Extracted data
• • • • • • •
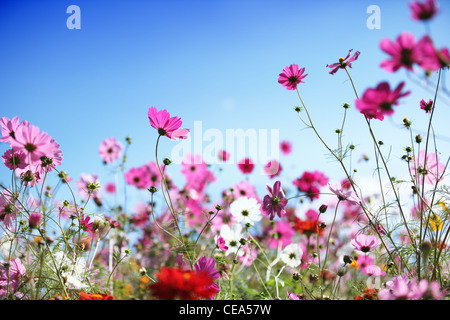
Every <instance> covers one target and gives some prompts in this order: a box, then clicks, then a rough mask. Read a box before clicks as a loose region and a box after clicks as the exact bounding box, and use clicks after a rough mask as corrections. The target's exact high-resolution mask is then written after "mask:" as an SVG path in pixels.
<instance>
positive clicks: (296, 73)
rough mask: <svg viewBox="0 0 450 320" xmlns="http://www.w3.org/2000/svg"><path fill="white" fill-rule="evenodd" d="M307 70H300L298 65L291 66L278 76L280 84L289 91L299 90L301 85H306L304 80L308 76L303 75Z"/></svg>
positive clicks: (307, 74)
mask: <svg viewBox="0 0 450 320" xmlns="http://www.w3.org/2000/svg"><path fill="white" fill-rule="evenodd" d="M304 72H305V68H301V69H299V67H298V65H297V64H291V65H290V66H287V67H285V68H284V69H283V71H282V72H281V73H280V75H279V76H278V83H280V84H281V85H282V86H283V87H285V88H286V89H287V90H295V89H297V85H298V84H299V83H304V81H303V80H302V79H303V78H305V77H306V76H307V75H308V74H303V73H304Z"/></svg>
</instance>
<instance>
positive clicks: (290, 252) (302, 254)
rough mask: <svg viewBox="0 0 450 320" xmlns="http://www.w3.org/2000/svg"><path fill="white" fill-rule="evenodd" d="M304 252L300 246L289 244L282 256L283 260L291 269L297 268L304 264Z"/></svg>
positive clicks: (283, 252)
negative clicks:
• • • • • • •
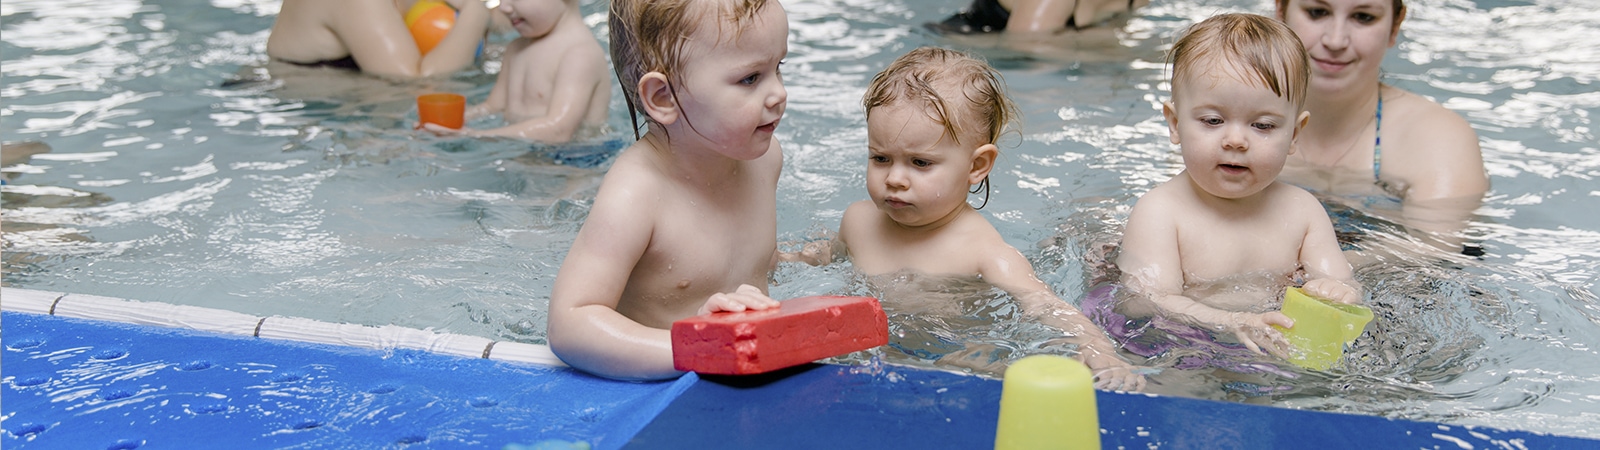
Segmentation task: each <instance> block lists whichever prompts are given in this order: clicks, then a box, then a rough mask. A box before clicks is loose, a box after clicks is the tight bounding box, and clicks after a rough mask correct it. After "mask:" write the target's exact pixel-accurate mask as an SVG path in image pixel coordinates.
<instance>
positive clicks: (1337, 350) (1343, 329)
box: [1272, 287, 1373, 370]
• • • • • • •
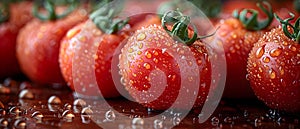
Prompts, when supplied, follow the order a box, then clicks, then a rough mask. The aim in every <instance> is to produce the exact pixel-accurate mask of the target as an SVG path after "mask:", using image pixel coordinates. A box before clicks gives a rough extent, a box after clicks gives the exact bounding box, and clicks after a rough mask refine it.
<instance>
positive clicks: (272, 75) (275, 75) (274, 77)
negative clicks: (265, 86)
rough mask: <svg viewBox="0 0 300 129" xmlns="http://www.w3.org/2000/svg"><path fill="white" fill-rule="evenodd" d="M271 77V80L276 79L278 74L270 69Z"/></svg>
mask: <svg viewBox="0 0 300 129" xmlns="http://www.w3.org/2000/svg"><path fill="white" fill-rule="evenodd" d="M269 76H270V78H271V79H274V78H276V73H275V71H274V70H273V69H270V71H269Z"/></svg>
• • • • • • •
Problem statement
In the data above, find each line where the string "image" appears, then copy it.

Solution
Segmentation task: each <instance> block lists whichever prompts are given in this order: clicks, then a box, then a rough mask. A box before clicks is loose, a box after clicks is the tight bounding box, and clicks after a rough mask correct it. After "mask:" write the target's exact pixel-accurate mask as an SVG path in image pixel coordinates.
Prompts, when supplied, follow the order a box, then clicks, then a rough mask. The aim in every <instance> is to produce the exact pixel-accurate mask of the target as an SVG path after "mask:", using image pixel coordinates. A box before clicks gives a rough extent, a box after clicks gives the exact bounding box, and clicks after a rough mask refine it.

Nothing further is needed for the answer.